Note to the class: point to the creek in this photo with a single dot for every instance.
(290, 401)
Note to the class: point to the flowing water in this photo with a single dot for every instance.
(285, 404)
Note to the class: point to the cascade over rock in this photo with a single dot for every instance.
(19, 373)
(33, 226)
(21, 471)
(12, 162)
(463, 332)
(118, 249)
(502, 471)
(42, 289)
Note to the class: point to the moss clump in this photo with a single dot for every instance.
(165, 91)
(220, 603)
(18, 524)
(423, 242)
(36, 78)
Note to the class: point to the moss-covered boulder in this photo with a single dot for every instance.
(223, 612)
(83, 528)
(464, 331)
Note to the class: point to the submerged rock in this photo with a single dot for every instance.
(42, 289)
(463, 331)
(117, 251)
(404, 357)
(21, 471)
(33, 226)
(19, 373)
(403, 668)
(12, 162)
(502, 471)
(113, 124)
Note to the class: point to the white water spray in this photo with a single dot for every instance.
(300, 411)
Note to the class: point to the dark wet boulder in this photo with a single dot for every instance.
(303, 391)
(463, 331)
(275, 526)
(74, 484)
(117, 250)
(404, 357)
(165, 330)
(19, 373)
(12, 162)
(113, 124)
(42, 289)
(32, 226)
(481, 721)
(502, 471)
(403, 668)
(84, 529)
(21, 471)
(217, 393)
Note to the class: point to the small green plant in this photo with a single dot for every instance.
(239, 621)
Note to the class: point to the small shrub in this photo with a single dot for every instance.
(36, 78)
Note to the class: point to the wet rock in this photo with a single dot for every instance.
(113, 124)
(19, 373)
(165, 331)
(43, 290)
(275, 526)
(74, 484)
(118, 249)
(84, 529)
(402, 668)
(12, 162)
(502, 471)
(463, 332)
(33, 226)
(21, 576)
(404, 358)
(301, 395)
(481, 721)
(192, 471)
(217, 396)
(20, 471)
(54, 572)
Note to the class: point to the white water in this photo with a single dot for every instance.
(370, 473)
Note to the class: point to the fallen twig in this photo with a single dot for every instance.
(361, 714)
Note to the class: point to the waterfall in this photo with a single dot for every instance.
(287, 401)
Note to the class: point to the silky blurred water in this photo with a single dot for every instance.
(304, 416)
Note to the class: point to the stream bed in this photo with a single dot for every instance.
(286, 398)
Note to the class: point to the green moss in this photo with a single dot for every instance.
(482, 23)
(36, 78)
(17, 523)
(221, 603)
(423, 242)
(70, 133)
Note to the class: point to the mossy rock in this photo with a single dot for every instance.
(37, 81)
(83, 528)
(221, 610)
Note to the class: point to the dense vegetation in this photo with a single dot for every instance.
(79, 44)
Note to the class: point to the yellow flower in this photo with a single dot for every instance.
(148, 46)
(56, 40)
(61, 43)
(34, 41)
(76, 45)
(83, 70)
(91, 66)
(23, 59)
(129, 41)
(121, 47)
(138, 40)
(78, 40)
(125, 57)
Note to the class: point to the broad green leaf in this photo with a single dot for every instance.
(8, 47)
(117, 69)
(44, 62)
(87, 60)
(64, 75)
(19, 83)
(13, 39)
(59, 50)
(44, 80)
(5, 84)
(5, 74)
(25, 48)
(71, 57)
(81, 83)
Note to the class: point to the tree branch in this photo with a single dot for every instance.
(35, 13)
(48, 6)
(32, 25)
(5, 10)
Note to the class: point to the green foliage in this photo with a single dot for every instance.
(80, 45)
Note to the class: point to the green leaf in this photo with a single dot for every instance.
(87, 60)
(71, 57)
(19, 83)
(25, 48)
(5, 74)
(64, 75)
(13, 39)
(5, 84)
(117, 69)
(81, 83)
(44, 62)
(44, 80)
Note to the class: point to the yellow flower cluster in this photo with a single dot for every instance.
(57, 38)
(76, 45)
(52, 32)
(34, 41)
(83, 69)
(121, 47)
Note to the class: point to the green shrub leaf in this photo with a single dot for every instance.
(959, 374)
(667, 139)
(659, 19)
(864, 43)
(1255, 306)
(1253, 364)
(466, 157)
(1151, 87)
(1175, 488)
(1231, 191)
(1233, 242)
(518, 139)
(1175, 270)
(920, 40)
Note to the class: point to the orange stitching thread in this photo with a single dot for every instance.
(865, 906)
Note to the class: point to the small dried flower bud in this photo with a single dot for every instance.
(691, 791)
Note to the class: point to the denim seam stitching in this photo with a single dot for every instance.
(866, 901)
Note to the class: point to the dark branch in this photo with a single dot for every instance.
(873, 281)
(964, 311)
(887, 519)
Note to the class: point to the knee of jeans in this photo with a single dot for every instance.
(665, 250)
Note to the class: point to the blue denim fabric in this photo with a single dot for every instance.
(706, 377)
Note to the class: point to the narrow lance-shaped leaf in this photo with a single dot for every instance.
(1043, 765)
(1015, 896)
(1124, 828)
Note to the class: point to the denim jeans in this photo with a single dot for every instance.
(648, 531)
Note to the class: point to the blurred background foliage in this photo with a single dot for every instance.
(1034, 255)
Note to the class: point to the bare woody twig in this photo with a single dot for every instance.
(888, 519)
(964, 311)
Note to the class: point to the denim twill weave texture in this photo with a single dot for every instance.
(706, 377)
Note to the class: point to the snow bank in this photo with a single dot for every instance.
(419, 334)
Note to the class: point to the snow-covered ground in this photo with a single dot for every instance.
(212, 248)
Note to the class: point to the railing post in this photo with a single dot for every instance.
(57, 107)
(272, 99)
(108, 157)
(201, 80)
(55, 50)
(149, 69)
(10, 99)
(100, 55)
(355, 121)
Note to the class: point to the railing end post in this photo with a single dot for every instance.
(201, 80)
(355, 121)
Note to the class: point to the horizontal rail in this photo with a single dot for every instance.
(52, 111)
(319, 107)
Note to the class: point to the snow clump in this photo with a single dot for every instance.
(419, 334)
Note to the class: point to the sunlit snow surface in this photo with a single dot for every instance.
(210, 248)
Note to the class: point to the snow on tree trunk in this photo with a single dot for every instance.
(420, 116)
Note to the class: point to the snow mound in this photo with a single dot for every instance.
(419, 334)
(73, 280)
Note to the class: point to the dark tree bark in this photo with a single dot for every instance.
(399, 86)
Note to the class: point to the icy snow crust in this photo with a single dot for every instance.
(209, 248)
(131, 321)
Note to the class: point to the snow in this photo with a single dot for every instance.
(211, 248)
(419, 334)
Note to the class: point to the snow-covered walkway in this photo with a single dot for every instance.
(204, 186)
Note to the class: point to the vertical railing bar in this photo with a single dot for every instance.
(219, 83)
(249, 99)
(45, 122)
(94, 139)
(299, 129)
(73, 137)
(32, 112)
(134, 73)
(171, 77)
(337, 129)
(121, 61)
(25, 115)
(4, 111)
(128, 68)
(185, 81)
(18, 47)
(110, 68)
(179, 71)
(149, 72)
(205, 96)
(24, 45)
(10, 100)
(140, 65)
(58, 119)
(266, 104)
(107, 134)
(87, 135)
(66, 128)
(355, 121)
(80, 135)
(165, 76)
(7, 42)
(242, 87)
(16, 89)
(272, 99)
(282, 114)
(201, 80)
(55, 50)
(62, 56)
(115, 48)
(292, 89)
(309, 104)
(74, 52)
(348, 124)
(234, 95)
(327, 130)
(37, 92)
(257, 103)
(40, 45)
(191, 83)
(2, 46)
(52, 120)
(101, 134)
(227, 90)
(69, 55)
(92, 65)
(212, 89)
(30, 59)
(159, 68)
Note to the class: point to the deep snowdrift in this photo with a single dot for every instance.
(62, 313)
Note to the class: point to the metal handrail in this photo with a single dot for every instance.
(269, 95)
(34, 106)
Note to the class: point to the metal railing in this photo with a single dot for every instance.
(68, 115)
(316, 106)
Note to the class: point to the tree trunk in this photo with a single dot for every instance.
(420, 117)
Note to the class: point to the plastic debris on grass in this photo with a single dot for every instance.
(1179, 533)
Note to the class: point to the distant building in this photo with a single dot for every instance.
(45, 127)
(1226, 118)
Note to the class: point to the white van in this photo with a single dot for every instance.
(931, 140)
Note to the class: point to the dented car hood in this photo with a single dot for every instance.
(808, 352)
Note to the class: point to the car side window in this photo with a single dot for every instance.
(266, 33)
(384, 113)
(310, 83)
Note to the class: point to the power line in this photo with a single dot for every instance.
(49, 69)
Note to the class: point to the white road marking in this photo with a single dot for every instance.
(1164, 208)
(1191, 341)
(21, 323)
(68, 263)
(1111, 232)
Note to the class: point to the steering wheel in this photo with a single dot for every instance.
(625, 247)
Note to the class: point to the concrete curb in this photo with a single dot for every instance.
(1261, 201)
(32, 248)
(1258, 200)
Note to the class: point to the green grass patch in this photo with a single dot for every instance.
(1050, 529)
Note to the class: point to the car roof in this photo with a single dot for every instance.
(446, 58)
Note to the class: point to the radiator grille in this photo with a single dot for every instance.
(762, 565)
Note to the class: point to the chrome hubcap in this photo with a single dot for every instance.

■ **REQUIREMENT**:
Once you reach the line containing "Note to the class: point to the concrete", transcribe it and each line after it through the end of the material, exactly and with nothing added.

■ **TASK RESULT**:
Note to the class: point to the concrete curb in this photo with a single dot for every instance.
(1261, 201)
(32, 248)
(1258, 200)
Note to the class: point to the green grass patch in this photo with a single dot for every instance.
(1050, 529)
Note to the class: point to the car roof in this photo with a single dot for every instance.
(446, 58)
Note to the class: point to the radiator grille in this photo with a single dot for every instance.
(762, 565)
Note to the class: point to the chrome hubcap in this photo with a single dot for every instance.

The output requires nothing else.